Dataset records about object locations
# # # #

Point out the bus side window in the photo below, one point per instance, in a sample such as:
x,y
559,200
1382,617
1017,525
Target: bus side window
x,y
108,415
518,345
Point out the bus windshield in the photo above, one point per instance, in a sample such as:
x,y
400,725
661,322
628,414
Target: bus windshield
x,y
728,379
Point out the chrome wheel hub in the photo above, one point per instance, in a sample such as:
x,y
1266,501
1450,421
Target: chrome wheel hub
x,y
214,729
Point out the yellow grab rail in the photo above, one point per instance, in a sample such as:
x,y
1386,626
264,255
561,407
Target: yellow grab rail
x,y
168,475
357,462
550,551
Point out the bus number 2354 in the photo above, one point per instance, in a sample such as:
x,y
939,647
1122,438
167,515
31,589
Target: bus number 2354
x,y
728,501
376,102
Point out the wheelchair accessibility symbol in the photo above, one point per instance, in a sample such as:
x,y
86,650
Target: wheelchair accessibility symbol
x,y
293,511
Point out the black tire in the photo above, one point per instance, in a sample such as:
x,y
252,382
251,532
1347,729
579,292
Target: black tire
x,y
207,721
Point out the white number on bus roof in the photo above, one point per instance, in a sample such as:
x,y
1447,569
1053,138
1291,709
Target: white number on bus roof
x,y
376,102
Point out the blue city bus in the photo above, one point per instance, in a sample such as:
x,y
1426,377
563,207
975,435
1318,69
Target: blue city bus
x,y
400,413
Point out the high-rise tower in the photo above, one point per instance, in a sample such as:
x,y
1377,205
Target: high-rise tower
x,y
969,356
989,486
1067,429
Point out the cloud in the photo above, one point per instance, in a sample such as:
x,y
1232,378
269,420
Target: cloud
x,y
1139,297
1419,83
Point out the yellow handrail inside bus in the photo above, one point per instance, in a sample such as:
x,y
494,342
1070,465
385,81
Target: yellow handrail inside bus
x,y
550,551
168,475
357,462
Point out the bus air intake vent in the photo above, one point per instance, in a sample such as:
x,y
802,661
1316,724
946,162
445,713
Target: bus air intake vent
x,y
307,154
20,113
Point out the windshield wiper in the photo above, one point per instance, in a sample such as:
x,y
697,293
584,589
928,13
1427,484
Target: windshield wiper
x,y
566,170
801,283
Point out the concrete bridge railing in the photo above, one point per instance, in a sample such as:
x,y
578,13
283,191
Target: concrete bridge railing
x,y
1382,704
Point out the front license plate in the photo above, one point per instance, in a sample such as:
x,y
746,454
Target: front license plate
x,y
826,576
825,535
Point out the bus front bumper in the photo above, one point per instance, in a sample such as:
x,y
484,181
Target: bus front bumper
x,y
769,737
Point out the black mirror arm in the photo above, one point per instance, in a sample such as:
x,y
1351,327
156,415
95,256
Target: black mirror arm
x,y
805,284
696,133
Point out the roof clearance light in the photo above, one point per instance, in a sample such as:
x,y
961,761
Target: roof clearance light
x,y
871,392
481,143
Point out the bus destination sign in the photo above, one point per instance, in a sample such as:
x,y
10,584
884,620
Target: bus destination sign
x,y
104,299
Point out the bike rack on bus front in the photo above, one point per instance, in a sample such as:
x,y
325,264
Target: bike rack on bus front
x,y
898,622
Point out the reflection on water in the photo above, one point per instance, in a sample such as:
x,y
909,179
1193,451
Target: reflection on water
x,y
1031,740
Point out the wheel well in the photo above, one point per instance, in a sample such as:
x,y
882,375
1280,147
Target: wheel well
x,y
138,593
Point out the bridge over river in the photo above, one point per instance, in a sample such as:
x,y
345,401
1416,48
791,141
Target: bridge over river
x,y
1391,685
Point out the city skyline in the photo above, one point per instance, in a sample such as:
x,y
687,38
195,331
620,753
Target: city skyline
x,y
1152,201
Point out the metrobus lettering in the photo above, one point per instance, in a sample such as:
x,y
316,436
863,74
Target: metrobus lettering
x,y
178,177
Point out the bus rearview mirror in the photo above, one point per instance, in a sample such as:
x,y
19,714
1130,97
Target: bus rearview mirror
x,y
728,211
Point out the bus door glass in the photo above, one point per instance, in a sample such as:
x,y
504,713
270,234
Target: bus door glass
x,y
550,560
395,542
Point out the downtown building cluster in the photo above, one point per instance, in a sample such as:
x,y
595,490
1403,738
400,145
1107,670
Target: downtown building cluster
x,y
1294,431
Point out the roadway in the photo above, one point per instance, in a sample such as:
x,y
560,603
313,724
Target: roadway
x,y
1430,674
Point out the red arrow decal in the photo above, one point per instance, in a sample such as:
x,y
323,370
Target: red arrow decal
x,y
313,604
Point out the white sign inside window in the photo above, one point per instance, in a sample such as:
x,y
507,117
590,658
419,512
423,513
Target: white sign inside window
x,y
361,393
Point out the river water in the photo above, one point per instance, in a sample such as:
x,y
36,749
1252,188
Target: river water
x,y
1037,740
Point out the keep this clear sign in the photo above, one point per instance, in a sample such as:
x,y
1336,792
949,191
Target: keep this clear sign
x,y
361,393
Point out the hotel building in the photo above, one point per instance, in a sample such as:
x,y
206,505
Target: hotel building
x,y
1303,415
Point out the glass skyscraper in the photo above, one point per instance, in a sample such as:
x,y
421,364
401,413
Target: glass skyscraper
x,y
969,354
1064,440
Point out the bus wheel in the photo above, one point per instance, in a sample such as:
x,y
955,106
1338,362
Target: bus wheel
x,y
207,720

# # # #

> **Written request**
Exactly reproduce every line of the records.

> **Written solution**
Point out the bus side window in the photo below, one point per instance, in a sample such as:
x,y
559,200
1382,617
1017,525
Target: bus side window
x,y
108,415
518,345
Point out the bus windshield in the photo above, one point per instance, in a sample such as:
x,y
400,725
661,322
628,414
Target: bus windshield
x,y
728,379
Point out the chrome wheel hub in the photo above, one point per instance, in a sample such as:
x,y
1266,501
1450,421
Target: chrome wheel hub
x,y
214,729
Point out the yellow grab rail in the photo above, one point per instance, in a sample such as:
x,y
1386,626
264,255
561,407
Target: yellow grab rail
x,y
168,475
357,462
550,551
Point out the bus number 2354 in the photo above, one point per instance, in a sample such as:
x,y
939,647
1122,438
167,515
31,589
Target: bus number 2354
x,y
728,501
376,102
Point out the wheelchair accessibility symbol in the photo above, one point per instance, in a sample such as:
x,y
86,650
Target: wheelchair accessibility symbol
x,y
293,511
Point out the black tire in the photo above, one point per instance, in a sample such as:
x,y
252,382
251,532
1347,729
579,292
Target: black tire
x,y
207,721
Point out the white number on bus roof in the photo above, one point per instance, in a sample such as:
x,y
1447,569
1053,138
1291,709
Target: white number on bus roof
x,y
376,102
Point out the blue city bus in the photo above, one point per instance, in a sample such as:
x,y
1426,377
563,207
975,435
1318,69
Target: blue city bus
x,y
400,413
Point out the high-rise tower in the photo above, one point per instance, in a sample such as:
x,y
1377,205
Target: high-rise tower
x,y
969,356
989,486
1067,429
Point out the cloud in the photo above, one point per instance, in a sample such as:
x,y
1232,378
269,420
Target: cloud
x,y
1139,297
1419,83
Point out the yellow handrail inside bus in the photo above, one point per instance, in a sample such as:
x,y
494,342
1070,465
385,81
Target: yellow handrail inside bus
x,y
550,551
168,475
357,462
Point out the bus air intake vent in the photo above, one point per instance, in a sample such as:
x,y
802,661
1316,724
946,162
445,713
Target: bus air intake vent
x,y
307,154
20,113
Point out the windshield wiper in the photo above, one point per instance, in a sample such as:
x,y
697,293
584,589
928,13
1427,484
Target: windshield wiper
x,y
566,170
801,283
Point out the concrete bridge railing in the photo above, one point per instance, in a sample such as:
x,y
578,13
283,191
Target: concrete bridge railing
x,y
1382,704
Point out the front license plate in the photo above, one point per instance, in a sample such as:
x,y
746,454
Target: front license plate
x,y
826,576
825,535
Point out the bus front bumper in the photo above, one point per instance, in a sample such as:
x,y
484,181
Target: bus front bumper
x,y
769,737
Point out the black mirror arm in the photo above, one point per instance, in a sample such as:
x,y
1351,327
156,415
95,256
Target: black mirror arm
x,y
805,284
696,133
Point out the roof clearance light in the photo above, one point per instance, in a sample such as:
x,y
961,761
Target: roof clearance light
x,y
871,392
481,143
Point out the bus destination sign in the photo above, one point per instance, in a sample such as:
x,y
10,584
884,620
Target: bus destination sign
x,y
104,299
Point out the bike rack on bus front in the photo above, one point per instance, in a sample such as:
x,y
325,264
Target: bike rack on bus front
x,y
898,622
Point out the reflection on water in the photo above, one point per instance, in a sample such as:
x,y
909,179
1193,451
Target: reflection on water
x,y
1031,740
Point out the wheel well in the photo above, one point per instance, in a sample such as:
x,y
882,375
1280,147
Target: wheel well
x,y
138,593
Point out the bridge over river in the photo above, one point per instance, in a sample such as:
x,y
345,401
1416,48
791,141
Target: bridge over river
x,y
1391,685
Point out the city skyline in the photo above, one point per instance, in a sample such as:
x,y
687,38
195,331
620,753
Target: city skyline
x,y
1152,201
Point out the metrobus lettering in the photo above, one point per instance, in a sample such as:
x,y
316,436
863,74
Target: metrobus lettering
x,y
178,177
Point out the bus rearview mirror in the photo above, one point per instance, in a sample such as:
x,y
19,714
1130,97
Target: bus rearview mirror
x,y
728,211
Point out the bus door glass in the photo above, one point per instance, in a sample such as:
x,y
504,713
270,234
Target: bus door glass
x,y
550,560
395,542
Point out the downtown building cluster in the photo above, one point per instance, in a sample such as:
x,y
595,490
1403,738
400,145
1107,670
Target: downtown building cluster
x,y
1294,431
Point out the roadway in the photo above, one point per instance, in a sample such as:
x,y
560,603
313,724
Target: roadway
x,y
1430,674
Point out the red arrow decal in the photo above, one point per instance, in a sample such as:
x,y
323,370
Target: red arrow decal
x,y
313,604
Point out the white sign inside window in the photo above, one point per instance, in a sample such as:
x,y
507,117
590,658
419,512
423,513
Target: white sign inside window
x,y
361,393
Point out the river water in the photo above, one point per instance, in a sample such as:
x,y
36,749
1252,188
Target: river water
x,y
1037,740
Point out the keep this clear sign in the photo above, one point per instance, in a sample such as:
x,y
1336,792
949,191
Target: keep this clear sign
x,y
361,393
Point out the hotel building in the photo above, one point per instance, in a sample such as:
x,y
206,505
Target: hotel building
x,y
1303,415
Point out the glass skyscraper in the photo above, one point per instance, in a sample such as:
x,y
421,364
401,413
Target: glass skyscraper
x,y
969,354
1064,440
Point out the bus wheel in the photo above, one point per instance, in a sample such as:
x,y
955,106
1338,362
Target: bus wheel
x,y
207,720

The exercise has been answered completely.